● Stated problem:
What is needed is an exact copy of the entries below, from the line that contains "Which spot sits on each instance of the wooden" through the final line, both included, and nothing else.

● Data supplied:
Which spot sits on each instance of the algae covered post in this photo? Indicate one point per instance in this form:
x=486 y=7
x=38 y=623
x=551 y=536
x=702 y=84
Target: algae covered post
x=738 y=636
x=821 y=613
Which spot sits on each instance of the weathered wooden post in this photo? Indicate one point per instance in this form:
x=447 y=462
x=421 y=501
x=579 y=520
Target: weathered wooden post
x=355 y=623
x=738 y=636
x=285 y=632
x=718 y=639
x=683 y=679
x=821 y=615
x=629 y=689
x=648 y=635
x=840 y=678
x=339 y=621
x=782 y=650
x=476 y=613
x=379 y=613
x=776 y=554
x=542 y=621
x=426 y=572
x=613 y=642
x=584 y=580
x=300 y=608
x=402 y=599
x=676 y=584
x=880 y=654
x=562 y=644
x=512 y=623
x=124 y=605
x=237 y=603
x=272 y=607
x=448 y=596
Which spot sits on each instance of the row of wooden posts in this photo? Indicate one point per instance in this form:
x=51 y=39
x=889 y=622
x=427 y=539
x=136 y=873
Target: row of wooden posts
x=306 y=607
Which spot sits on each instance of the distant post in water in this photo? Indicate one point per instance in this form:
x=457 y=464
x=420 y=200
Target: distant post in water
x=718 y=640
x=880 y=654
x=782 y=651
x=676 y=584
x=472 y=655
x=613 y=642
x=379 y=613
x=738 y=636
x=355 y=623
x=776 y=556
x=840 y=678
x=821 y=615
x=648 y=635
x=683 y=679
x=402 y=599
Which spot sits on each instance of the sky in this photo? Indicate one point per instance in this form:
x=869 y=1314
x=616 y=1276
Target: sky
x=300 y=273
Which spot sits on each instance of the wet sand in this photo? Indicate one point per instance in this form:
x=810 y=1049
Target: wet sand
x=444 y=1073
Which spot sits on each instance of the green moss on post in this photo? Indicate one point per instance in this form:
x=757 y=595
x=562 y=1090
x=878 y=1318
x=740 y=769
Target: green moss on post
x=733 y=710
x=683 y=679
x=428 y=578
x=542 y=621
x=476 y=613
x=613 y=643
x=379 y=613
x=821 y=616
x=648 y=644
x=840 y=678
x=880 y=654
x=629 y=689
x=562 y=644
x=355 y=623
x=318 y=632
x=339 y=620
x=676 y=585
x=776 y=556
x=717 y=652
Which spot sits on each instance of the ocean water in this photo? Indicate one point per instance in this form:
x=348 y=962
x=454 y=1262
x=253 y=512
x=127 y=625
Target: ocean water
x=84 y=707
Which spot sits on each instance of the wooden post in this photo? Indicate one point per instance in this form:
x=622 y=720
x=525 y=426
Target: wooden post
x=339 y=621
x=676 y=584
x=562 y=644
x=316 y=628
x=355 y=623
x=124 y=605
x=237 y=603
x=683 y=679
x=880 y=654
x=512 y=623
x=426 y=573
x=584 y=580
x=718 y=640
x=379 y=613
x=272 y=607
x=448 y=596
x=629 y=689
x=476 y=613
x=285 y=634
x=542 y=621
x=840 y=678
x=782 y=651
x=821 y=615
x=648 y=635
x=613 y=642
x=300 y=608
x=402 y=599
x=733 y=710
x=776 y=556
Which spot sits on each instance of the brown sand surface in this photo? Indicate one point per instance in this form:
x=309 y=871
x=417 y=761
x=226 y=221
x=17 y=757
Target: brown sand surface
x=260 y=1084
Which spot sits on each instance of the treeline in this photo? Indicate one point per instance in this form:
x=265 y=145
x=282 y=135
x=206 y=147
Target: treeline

● Exercise result:
Which spot sits on each instance of the wooden post in this photo? Indicate one point per instance in this form:
x=622 y=720
x=525 y=426
Target: wooden post
x=339 y=621
x=676 y=584
x=562 y=644
x=316 y=628
x=355 y=623
x=124 y=605
x=237 y=603
x=683 y=679
x=880 y=654
x=512 y=623
x=426 y=573
x=584 y=580
x=718 y=640
x=379 y=613
x=272 y=607
x=448 y=596
x=629 y=689
x=476 y=613
x=285 y=634
x=542 y=621
x=840 y=678
x=782 y=651
x=821 y=615
x=648 y=635
x=613 y=642
x=300 y=608
x=402 y=599
x=733 y=710
x=776 y=556
Which spot sits on each instance of the brown sand surface in this photo? Indicate one point per instance in this form:
x=309 y=871
x=417 y=761
x=226 y=221
x=17 y=757
Target: brown sand surface
x=260 y=1084
Which spot sits on each instance of the treeline in this photo? Indicate one point per instance in this form:
x=265 y=145
x=282 y=135
x=206 y=147
Target: treeline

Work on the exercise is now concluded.